Problem to work on> Copy the records from the line with "Scan the photo above and find every distant mountain" to the line with "480 285 640 307", both included, reproducing each line character for character.

***** Records provided

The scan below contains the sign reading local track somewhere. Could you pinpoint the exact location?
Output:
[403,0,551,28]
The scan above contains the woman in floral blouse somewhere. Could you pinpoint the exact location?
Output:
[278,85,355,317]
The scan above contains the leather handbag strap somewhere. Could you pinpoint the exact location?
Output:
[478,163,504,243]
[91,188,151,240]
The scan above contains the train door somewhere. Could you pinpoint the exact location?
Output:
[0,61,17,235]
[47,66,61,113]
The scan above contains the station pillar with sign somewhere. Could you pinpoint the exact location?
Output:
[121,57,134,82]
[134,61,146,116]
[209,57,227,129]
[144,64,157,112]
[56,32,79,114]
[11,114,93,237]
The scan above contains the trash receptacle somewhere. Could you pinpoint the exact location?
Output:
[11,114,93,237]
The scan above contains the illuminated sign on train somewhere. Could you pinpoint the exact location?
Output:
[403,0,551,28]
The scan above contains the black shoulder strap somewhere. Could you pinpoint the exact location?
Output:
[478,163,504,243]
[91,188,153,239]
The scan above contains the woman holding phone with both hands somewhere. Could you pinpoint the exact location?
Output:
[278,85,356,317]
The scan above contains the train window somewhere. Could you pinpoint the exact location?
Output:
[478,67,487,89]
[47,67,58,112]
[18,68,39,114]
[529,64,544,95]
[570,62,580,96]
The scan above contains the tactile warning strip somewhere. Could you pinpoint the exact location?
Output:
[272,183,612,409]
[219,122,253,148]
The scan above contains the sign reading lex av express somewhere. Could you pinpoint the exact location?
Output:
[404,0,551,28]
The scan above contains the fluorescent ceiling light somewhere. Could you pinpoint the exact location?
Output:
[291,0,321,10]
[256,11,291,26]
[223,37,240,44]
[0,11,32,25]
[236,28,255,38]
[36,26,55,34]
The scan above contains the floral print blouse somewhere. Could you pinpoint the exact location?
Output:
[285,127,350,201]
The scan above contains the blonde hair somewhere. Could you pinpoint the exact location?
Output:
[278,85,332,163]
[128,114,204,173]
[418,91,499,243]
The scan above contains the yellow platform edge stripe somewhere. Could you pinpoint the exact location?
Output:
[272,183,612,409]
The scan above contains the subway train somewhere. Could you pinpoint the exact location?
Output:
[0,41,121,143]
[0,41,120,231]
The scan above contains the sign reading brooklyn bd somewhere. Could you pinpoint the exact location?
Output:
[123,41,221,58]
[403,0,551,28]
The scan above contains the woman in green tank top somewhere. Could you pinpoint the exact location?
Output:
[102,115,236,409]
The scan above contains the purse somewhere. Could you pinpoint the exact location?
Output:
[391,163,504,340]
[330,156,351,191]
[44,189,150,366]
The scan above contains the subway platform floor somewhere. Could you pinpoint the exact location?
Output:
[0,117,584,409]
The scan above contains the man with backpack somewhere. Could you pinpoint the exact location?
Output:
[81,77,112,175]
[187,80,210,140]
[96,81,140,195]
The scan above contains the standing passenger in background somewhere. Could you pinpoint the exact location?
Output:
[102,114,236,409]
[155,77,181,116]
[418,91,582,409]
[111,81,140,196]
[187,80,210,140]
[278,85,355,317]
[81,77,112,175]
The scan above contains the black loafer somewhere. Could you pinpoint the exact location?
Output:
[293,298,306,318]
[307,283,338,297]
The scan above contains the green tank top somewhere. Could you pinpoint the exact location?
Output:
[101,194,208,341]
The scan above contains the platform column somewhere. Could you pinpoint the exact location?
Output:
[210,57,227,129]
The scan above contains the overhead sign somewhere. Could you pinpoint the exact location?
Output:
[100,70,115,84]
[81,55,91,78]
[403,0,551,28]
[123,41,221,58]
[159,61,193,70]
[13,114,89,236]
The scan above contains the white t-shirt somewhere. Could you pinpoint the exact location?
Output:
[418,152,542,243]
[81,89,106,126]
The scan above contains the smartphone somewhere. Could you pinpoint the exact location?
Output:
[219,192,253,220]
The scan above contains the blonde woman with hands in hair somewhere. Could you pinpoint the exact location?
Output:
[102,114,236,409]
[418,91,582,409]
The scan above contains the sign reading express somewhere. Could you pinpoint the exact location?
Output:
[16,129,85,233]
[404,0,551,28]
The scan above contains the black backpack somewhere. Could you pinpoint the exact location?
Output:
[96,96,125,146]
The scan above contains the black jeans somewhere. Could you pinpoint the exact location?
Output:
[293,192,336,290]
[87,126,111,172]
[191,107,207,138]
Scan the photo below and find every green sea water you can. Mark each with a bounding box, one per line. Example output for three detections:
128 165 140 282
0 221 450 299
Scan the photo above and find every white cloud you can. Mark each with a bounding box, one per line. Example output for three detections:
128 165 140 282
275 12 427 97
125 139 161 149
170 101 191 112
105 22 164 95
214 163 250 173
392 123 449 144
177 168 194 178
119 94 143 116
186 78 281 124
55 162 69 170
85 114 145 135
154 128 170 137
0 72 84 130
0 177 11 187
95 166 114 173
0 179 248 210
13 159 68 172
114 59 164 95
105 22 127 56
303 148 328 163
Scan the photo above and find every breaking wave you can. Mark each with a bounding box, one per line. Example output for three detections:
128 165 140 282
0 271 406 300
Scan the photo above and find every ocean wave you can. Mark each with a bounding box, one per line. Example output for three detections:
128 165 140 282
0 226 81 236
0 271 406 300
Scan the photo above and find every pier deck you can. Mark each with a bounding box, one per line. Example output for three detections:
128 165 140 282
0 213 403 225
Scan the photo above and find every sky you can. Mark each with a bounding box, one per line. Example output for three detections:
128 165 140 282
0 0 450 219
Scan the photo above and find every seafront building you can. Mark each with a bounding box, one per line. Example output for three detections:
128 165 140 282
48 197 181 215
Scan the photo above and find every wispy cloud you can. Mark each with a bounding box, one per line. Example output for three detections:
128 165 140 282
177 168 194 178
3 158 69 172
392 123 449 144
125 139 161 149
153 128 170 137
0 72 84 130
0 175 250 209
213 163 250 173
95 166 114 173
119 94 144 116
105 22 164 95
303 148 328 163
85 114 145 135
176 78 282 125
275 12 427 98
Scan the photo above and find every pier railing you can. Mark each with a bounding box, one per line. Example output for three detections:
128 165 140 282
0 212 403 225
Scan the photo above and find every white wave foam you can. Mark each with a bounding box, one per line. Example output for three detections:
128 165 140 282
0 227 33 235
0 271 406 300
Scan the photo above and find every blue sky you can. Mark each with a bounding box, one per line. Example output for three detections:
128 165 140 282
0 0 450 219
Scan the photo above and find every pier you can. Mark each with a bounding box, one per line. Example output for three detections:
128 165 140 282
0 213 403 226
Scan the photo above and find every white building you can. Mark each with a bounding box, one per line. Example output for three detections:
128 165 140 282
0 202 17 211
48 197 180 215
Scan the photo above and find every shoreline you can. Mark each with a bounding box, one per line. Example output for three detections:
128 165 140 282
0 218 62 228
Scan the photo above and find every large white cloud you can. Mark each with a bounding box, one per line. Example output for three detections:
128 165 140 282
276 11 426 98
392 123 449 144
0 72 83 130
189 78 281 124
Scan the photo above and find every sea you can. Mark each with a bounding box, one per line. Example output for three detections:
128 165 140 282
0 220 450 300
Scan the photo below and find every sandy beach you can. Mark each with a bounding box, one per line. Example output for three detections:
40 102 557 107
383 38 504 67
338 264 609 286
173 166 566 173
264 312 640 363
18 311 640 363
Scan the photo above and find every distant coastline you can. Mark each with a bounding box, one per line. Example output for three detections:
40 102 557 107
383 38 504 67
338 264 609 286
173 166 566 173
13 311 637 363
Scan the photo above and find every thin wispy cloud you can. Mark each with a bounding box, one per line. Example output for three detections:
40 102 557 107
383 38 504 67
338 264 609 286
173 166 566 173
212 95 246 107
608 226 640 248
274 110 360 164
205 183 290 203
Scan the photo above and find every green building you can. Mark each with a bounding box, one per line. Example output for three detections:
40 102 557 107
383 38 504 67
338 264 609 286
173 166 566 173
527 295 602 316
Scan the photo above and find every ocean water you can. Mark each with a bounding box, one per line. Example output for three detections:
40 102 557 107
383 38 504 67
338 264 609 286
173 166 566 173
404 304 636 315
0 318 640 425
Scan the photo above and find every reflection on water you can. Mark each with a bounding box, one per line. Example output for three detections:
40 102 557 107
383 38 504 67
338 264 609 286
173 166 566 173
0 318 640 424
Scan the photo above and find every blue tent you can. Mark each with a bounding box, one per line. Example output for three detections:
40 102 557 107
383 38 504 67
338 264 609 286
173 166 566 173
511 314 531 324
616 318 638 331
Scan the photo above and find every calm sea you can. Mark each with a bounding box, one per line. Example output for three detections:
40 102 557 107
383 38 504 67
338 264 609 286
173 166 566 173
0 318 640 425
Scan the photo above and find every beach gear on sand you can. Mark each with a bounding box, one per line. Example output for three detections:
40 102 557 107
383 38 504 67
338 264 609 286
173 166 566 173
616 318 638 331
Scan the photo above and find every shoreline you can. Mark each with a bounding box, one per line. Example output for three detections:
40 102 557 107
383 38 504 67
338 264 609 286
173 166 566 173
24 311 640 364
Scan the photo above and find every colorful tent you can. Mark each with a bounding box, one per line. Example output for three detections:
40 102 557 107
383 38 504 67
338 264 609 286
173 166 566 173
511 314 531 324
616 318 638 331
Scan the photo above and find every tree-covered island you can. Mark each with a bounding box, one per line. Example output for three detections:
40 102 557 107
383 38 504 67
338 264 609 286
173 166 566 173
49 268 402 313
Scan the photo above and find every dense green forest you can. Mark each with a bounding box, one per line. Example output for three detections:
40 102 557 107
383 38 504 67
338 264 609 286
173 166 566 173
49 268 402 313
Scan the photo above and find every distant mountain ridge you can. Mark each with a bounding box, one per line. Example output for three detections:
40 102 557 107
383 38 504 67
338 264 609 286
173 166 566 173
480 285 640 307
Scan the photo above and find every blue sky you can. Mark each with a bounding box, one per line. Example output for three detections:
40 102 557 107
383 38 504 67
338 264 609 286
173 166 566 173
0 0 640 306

**********
***** Records provided

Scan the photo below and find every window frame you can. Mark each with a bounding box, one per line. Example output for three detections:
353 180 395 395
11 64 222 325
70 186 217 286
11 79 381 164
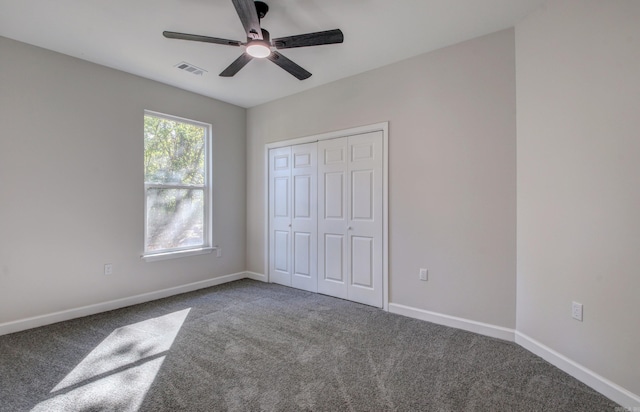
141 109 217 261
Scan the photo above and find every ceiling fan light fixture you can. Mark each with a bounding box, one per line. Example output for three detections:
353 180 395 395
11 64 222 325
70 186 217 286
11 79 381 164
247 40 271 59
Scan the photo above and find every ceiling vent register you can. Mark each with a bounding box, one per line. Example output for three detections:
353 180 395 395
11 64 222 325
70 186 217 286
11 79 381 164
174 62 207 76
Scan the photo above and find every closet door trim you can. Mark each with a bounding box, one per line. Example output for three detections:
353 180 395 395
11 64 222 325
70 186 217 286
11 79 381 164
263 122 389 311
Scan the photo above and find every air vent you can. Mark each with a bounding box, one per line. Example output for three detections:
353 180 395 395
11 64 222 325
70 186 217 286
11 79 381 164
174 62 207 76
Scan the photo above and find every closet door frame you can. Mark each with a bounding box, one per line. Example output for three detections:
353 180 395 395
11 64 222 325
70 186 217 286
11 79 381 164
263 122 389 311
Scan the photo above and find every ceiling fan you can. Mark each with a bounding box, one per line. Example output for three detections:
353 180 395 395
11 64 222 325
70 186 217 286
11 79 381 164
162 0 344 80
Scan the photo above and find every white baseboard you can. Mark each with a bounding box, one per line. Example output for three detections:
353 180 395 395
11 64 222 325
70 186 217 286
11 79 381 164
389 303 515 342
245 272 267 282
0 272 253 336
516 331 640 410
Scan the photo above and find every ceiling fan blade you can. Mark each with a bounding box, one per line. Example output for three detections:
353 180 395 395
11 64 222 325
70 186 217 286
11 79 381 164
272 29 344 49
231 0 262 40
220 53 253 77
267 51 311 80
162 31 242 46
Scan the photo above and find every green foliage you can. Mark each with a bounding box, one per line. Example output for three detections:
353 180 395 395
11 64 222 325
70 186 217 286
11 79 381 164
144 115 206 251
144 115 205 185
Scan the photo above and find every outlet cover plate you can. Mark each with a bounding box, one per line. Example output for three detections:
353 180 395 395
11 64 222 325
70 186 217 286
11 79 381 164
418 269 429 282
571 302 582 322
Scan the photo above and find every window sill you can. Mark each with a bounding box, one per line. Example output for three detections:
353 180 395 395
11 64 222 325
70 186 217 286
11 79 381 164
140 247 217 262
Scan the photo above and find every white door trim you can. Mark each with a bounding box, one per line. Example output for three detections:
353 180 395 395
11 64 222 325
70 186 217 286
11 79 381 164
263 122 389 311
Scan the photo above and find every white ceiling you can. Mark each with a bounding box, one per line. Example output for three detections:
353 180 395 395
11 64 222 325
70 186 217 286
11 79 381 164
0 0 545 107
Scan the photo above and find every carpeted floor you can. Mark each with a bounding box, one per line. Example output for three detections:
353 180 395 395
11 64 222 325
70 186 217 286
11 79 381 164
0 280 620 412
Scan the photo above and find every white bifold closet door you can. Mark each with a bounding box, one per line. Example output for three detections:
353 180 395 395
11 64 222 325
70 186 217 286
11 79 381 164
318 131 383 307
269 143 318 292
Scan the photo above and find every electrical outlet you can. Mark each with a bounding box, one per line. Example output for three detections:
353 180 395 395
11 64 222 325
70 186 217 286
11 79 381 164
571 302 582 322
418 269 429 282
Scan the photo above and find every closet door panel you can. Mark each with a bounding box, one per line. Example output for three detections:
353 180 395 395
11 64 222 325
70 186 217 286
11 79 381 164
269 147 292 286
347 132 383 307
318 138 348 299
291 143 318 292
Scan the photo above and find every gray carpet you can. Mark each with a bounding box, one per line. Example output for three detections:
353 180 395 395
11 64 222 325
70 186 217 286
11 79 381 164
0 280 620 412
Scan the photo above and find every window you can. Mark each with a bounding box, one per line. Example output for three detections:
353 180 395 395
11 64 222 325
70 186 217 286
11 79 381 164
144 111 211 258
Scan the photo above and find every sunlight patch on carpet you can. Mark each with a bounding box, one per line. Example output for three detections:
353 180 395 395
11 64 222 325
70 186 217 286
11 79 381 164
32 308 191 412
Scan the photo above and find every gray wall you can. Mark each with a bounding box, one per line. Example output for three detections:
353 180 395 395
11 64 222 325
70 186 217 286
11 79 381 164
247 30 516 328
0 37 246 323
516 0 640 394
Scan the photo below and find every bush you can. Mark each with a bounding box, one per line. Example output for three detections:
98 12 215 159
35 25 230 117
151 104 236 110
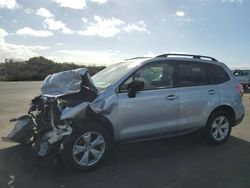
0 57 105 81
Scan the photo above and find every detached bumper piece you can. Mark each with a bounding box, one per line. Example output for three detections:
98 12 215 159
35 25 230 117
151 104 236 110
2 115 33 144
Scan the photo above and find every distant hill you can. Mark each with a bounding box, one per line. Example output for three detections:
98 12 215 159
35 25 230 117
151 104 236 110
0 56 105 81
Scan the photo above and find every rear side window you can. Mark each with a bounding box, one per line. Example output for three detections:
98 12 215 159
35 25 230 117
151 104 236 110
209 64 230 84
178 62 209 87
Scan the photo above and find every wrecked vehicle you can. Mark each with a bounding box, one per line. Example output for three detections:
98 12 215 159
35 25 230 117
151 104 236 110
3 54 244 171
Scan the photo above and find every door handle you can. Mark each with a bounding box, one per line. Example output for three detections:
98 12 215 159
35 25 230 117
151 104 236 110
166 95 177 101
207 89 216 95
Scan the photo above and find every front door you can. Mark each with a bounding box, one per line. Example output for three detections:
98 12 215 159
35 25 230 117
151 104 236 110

**********
***** Records provided

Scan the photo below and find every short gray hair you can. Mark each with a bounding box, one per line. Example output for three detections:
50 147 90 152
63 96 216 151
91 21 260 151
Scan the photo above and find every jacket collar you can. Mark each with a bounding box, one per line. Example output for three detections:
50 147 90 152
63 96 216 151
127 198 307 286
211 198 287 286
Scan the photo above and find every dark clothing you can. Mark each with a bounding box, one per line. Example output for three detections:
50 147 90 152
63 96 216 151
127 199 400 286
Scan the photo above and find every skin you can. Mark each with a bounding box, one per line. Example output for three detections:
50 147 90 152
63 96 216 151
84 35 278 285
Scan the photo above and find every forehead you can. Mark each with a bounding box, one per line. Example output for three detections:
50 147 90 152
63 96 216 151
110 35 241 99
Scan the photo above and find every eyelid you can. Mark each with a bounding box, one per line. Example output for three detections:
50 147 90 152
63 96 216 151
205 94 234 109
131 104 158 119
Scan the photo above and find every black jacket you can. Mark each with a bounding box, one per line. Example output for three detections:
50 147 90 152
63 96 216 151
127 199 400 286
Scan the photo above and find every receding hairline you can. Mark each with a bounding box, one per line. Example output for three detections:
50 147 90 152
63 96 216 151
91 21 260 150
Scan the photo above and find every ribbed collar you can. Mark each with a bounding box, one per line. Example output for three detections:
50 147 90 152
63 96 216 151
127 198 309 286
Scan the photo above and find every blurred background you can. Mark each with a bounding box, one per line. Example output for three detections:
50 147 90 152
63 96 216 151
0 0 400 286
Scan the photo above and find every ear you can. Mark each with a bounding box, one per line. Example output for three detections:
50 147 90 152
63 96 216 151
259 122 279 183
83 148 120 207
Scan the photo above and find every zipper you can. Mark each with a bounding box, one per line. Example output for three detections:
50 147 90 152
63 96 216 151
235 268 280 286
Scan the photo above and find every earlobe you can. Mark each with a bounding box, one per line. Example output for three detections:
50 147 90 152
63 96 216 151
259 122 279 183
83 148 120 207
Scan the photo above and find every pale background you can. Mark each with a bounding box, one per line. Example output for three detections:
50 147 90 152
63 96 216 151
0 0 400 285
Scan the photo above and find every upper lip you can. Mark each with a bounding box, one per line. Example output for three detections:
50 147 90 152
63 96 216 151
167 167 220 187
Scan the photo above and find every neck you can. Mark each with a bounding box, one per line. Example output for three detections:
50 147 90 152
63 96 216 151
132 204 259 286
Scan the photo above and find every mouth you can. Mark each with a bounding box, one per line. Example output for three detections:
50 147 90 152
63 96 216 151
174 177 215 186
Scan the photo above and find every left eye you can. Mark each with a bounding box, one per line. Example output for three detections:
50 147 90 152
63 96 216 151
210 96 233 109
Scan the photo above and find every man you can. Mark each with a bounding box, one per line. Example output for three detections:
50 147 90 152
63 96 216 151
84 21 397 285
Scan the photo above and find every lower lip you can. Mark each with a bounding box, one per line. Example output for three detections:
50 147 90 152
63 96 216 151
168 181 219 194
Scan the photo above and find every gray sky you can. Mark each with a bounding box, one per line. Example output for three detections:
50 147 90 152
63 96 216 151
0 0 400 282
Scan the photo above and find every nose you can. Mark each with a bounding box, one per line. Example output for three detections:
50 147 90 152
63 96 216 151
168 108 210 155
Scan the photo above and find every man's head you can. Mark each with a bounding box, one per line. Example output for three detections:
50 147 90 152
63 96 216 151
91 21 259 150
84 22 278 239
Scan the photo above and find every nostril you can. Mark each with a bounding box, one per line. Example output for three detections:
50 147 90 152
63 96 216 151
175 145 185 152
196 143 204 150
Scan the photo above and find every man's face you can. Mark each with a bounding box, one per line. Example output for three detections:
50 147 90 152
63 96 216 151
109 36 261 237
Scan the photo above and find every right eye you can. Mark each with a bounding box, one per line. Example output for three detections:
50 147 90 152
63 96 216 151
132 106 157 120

**********

Answer to the problem>
Scan the photo above and find every distant mountain ridge you can. Mark each with a bounding box, one per line. Example output for three detections:
40 102 557 107
383 38 504 67
338 264 609 286
173 166 566 173
480 285 640 307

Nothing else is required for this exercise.